GIVEN EXERCISE 1 — Shift the coordinates in the listing by adding 66 to every number in each answer point. Reproduce everything from the line containing "Please spot the grey" down to the last line of the listing, both ends included and requests kept as they are, and return only those lines.

For instance, if I’m a “nice” gal, I’ll ostensibly accept and tolerate quirks and eccentricities that, upon further examination, aren’t “quirks,” at all, but clear and defined “Red Flags” of behavior.
I am not attracted to “bad boys,” although I’ve dated a few. The only thing to be said about these types is that they tend to be spontaneous, etc., but they are NOT keepers. It’s like BBE noted in the personality tests that name someone as a Manchild. They may be fun and exciting, but they are not candidates for healthy, committed relationships.
Perhaps, Fixerupper, the focus might be better served on abandoning “your interpretation” of what a “nice guy” is, and redefining that into being a “truthful guy.” By “truthful,” I mean that approaching life and living by acknowledging and validating emotions, but reconciling those emotions with fact. And, with facts come very strong foundations for boundaries.
“Nice guys” are men who, in my experiences, allowed others (men, women, AND children) to run roughshod over them. If a “nice guy” made a date with someone, and the someone canceled at the last minute, or didn’t even show up to meet them, they “excused” their date’s actions and simply Put Up With It – cognitive dissoance man-style.
I think I can be a “good” person with constructing boundaries that are solid for everyone, equally. I also believe that I can be a “nice” person when the situation warrants it – a give/take of emotional connection, let’s say. I would rather be a “good” person than a “nice” person, today, because being “nice” to people only feeds and nurtures my damaged “inner child.” I can’t (and, WON’T) be all things to all people, and I’m not going to give in to that need to tolerate bad behaviors because my damaged “inner child” is afraid of abandonment or invalidation.
I don’t know if that helps you, at all. It’s only one female’s perspective, and others may have more enlightening observations. What I have typed applies to me, alone.
Brightest blessings
Kim, I’ve really been pondering your questions about whom is to blame, and I firmly believe that those of us who have a damaged “inner child,” and have been introduced to that part of themselves can probably help answer that question.
As the now-famous saying goes, “Mistakes were made.” By me, the mistakes were choosing an abusive spouse and failing to get some solid healing under my belt before I jumped into another relationshit with someone who, in retrospect, waved a variety of “Red Flags.”
Yepper, mistakes were made, and I really hope to learn from them so that I don’t make the same ones, again.

GIVEN EXERCISE 2 —
Answer these questions on the text about nice guys:
(a) According to the text, what are "bad boys" not candidates for?
(b) What kind of guy does the text suggest Fixerupper redefine a "nice guy" into being?
(c) What does the text name as the first mistake that was made?

EXERCISE INPUT —
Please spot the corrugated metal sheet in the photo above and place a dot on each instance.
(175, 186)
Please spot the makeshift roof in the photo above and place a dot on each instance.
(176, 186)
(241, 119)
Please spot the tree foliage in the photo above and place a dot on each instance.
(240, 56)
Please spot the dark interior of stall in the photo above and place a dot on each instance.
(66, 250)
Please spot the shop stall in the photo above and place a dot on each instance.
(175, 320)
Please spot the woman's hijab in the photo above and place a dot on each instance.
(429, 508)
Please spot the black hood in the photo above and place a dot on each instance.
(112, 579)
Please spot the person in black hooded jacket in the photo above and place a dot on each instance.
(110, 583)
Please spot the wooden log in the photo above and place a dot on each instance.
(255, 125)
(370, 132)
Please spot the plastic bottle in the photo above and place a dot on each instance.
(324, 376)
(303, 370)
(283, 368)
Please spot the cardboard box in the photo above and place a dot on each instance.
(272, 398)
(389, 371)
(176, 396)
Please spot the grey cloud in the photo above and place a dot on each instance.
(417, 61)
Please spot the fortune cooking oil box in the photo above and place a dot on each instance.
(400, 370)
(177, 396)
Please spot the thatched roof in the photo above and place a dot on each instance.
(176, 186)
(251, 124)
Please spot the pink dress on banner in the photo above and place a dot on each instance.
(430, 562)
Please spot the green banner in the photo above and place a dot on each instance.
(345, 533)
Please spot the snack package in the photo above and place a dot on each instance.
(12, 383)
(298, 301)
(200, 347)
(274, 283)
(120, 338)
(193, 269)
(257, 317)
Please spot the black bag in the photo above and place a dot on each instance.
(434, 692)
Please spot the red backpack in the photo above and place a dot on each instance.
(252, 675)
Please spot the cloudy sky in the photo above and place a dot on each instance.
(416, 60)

ANSWER 1 —
Please spot the grey cloud in the photo above and place a dot on each instance.
(483, 127)
Please spot the fortune cooking oil box in the photo above and place a dot on each instance.
(466, 436)
(243, 462)
Please spot the thatched roof in the photo above and place a dot on each instance.
(242, 252)
(317, 190)
Please spot the pink dress on banner in the photo above and place a dot on each instance.
(496, 628)
Please spot the green banner in the photo above and place a dot on each instance.
(411, 599)
Please spot the snack package in the photo above and place a dot on each instance.
(78, 449)
(364, 367)
(266, 413)
(340, 349)
(186, 404)
(259, 335)
(323, 383)
Please spot the black bag in the photo above and place a dot on each instance.
(500, 758)
Please spot the red backpack in the photo above and place a dot on each instance.
(318, 741)
Please spot the cloudy sky in the photo above and place a dot on each instance.
(482, 126)

ANSWER 2 —
(a) Healthy, committed relationships.
(b) A "truthful guy."
(c) Choosing an abusive spouse.